(Text under study begins)

Drafter's Note to 2975/1 at 1 (October 25,1993).

The disorders incorporated within DSM-IV include the antisocial personality disorder with which both the acquittee in Foucha, 563 So. 2d 1138,1141 n.2 (La. 1990), as well as three of the four prospective chapter 980 committees whose cases we now review were diagnosed.

DSM-IV, 213, 396, 439, 539-557.

Wettstein, supra; J. Christopher Rideout, So What's in A Name? A Rhetorical Reading of Washington's Sexually Violent Predators Act, 15 U. Puget Sound L. Rev. 781, 793 (1991-92).

(Text under study ends)

* Apply what you read *
1. List every page number or page range of DSM-IV that the legal footnotes cite.
2. In the legal footnotes, reproduce word for word everything from "Drafter's Note to" down to "review were diagnosed.".

(Dataset extract begins)

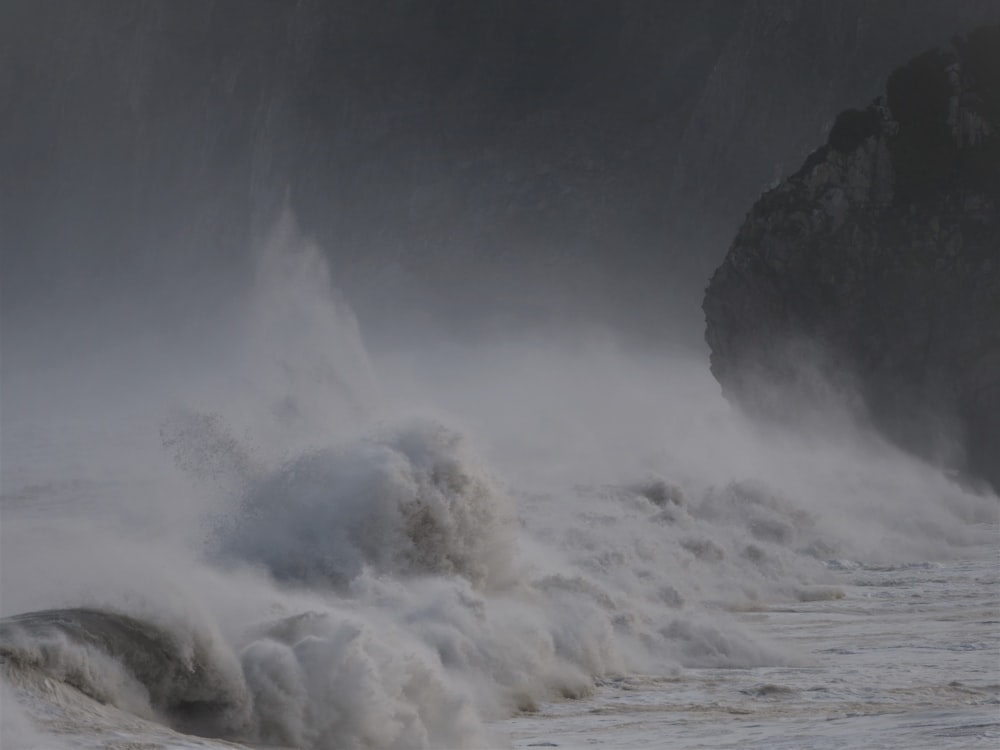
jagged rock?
[703,26,1000,488]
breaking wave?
[0,214,997,749]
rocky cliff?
[0,0,1000,345]
[703,26,1000,494]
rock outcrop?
[703,26,1000,488]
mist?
[0,2,1000,748]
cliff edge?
[703,26,1000,489]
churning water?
[0,224,1000,749]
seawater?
[0,226,1000,750]
[501,555,1000,750]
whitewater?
[0,216,1000,750]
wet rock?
[703,26,1000,494]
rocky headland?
[703,26,1000,488]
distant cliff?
[0,0,1000,340]
[703,26,1000,488]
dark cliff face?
[703,26,1000,487]
[0,0,1000,350]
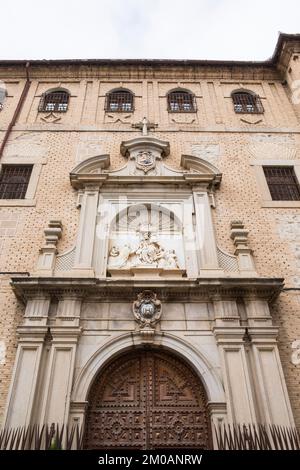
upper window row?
[27,88,264,114]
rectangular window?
[263,166,300,201]
[0,165,32,199]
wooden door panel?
[85,350,210,449]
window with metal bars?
[0,165,32,199]
[39,91,70,113]
[0,88,6,111]
[105,90,133,113]
[231,91,264,114]
[263,166,300,201]
[168,91,196,113]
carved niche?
[108,204,184,276]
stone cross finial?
[132,117,157,135]
[44,220,62,246]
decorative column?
[35,220,62,276]
[40,293,81,425]
[214,327,258,424]
[73,186,99,277]
[244,293,294,426]
[193,186,223,277]
[231,221,257,276]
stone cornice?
[11,277,283,302]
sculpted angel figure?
[108,243,131,268]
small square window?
[0,165,32,199]
[263,166,300,201]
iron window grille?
[39,91,70,113]
[232,92,264,114]
[263,166,300,201]
[105,91,133,113]
[168,91,196,113]
[0,88,6,111]
[0,165,32,199]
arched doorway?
[84,349,211,449]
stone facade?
[0,35,300,444]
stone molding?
[11,277,283,302]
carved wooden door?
[85,350,210,449]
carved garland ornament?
[133,290,162,328]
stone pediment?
[70,141,222,189]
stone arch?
[108,202,183,230]
[72,333,225,404]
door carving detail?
[85,350,210,449]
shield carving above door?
[84,349,211,449]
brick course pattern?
[0,35,300,427]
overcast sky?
[0,0,300,60]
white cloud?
[0,0,300,60]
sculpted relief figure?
[108,244,131,268]
[108,232,180,269]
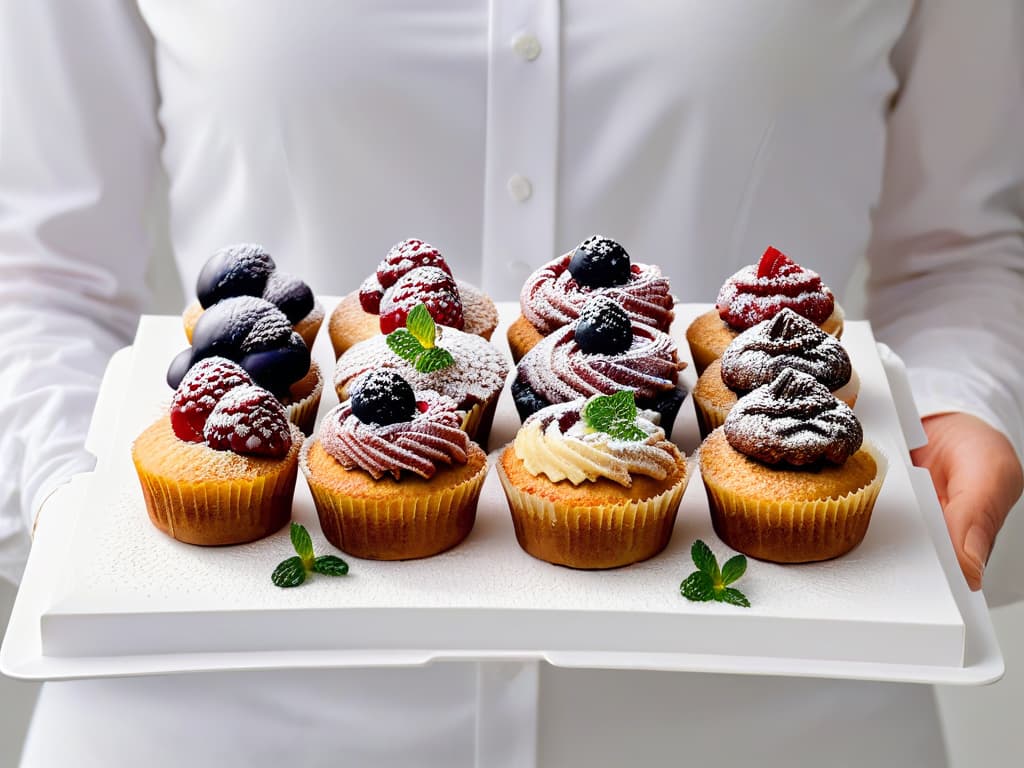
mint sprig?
[583,389,647,440]
[387,303,455,374]
[679,539,751,608]
[270,522,348,588]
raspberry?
[367,240,452,290]
[203,385,292,458]
[359,274,384,314]
[171,357,253,442]
[380,266,465,334]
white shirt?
[0,0,1024,765]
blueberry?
[569,234,630,288]
[239,331,309,397]
[263,272,313,325]
[196,243,274,309]
[350,369,416,426]
[167,347,191,389]
[574,296,633,354]
[193,296,280,362]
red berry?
[359,274,384,314]
[367,240,452,290]
[203,385,292,458]
[758,246,797,278]
[171,357,253,442]
[380,266,465,334]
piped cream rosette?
[498,392,687,568]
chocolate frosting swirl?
[722,307,853,391]
[518,322,686,402]
[319,389,469,480]
[519,252,674,334]
[723,369,864,467]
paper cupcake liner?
[703,442,889,562]
[136,456,298,546]
[301,441,487,560]
[498,461,689,569]
[285,360,324,437]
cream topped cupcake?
[499,391,687,568]
[693,307,860,437]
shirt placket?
[482,0,561,298]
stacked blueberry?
[196,243,314,325]
[167,296,310,397]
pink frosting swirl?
[518,323,685,402]
[319,389,469,480]
[519,252,674,334]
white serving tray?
[0,302,1004,683]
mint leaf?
[715,587,751,608]
[386,328,424,362]
[722,555,746,587]
[690,539,722,585]
[679,570,715,603]
[583,389,647,440]
[270,557,306,588]
[413,347,455,374]
[313,555,348,575]
[406,303,437,349]
[291,522,313,568]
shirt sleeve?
[867,0,1024,456]
[0,0,160,579]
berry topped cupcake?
[508,234,674,362]
[301,371,487,560]
[131,357,302,545]
[328,239,498,357]
[334,304,509,445]
[182,243,324,348]
[498,391,687,568]
[693,307,860,437]
[686,248,843,374]
[512,295,686,434]
[700,368,888,562]
[167,296,324,434]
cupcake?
[131,357,302,546]
[498,391,687,568]
[167,296,324,435]
[700,369,888,563]
[686,248,843,374]
[512,295,686,435]
[181,243,324,349]
[334,304,509,446]
[328,239,498,357]
[508,234,675,362]
[300,371,487,560]
[693,307,860,437]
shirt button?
[505,173,534,203]
[512,35,541,61]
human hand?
[910,413,1024,590]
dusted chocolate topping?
[724,369,864,467]
[722,307,853,391]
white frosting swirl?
[514,399,679,487]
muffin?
[693,307,860,437]
[300,371,487,560]
[508,234,675,362]
[328,239,498,357]
[181,243,324,349]
[512,295,686,435]
[334,304,509,446]
[699,369,888,563]
[686,248,844,375]
[131,357,302,546]
[167,296,324,435]
[498,391,687,568]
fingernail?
[964,525,991,577]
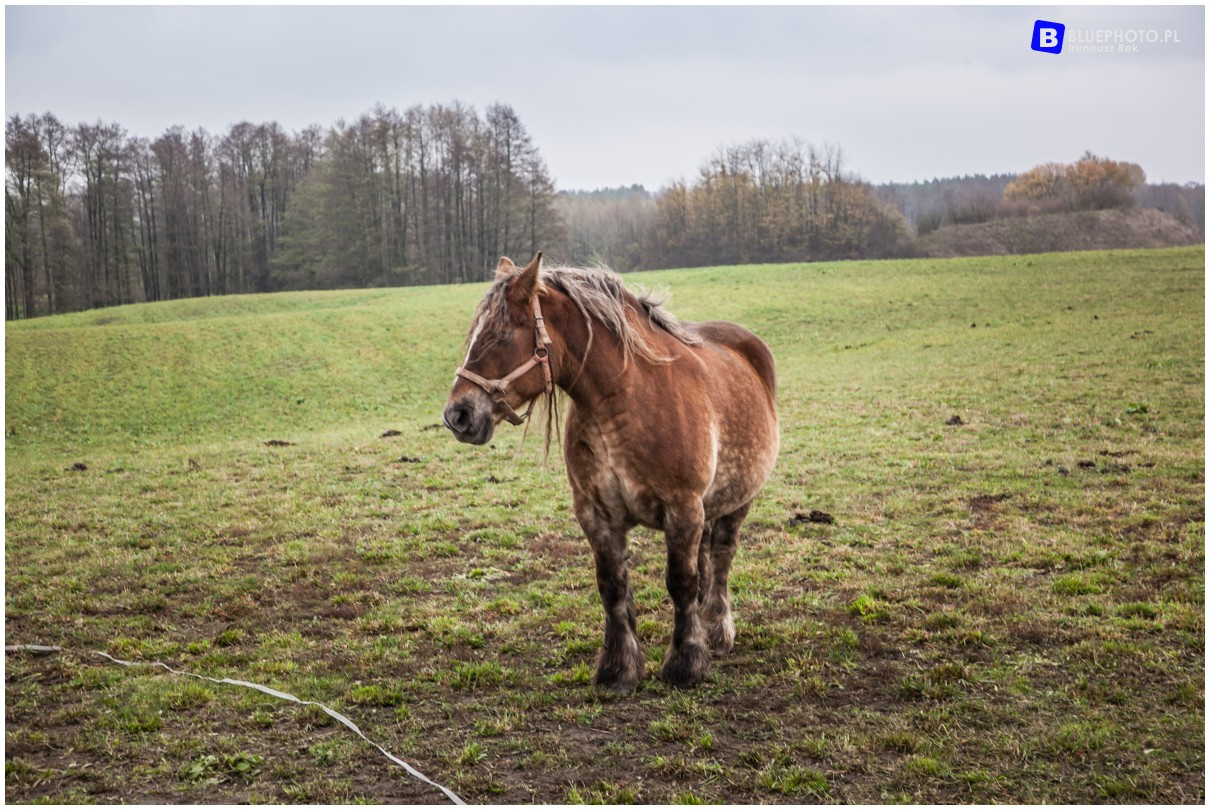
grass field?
[5,247,1205,803]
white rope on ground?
[4,644,466,805]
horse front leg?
[577,509,644,695]
[659,500,710,687]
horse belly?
[702,397,779,521]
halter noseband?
[454,295,554,425]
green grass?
[5,248,1205,804]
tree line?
[5,102,1205,320]
[5,102,563,320]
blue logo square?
[1030,19,1067,53]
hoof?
[705,613,736,655]
[593,645,643,695]
[659,644,710,689]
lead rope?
[4,644,466,805]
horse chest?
[567,421,664,529]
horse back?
[686,321,777,400]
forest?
[5,102,1205,320]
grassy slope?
[6,248,1205,802]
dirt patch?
[790,509,836,525]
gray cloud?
[5,6,1205,188]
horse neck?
[542,289,634,409]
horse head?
[442,252,552,444]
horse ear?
[508,251,542,304]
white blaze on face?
[454,315,483,383]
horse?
[442,252,779,694]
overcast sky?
[5,6,1205,190]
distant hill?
[912,208,1205,258]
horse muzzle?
[442,391,496,444]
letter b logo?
[1030,19,1067,53]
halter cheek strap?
[454,295,554,425]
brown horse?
[443,253,778,693]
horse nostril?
[445,404,471,433]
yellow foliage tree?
[1004,151,1147,211]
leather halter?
[454,295,554,425]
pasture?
[5,247,1205,803]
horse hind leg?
[699,501,751,654]
[659,501,710,687]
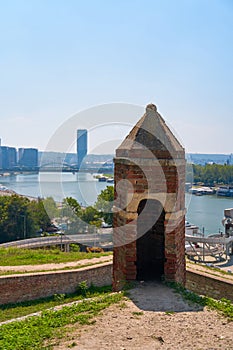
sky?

(Dataset extract ends)

* Completed exercise *
1. 213, 396, 439, 539-557

2.
Drafter's Note to 2975/1 at 1 (October 25,1993).

The disorders incorporated within DSM-IV include the antisocial personality disorder with which both the acquittee in Foucha, 563 So. 2d 1138,1141 n.2 (La. 1990), as well as three of the four prospective chapter 980 committees whose cases we now review were diagnosed.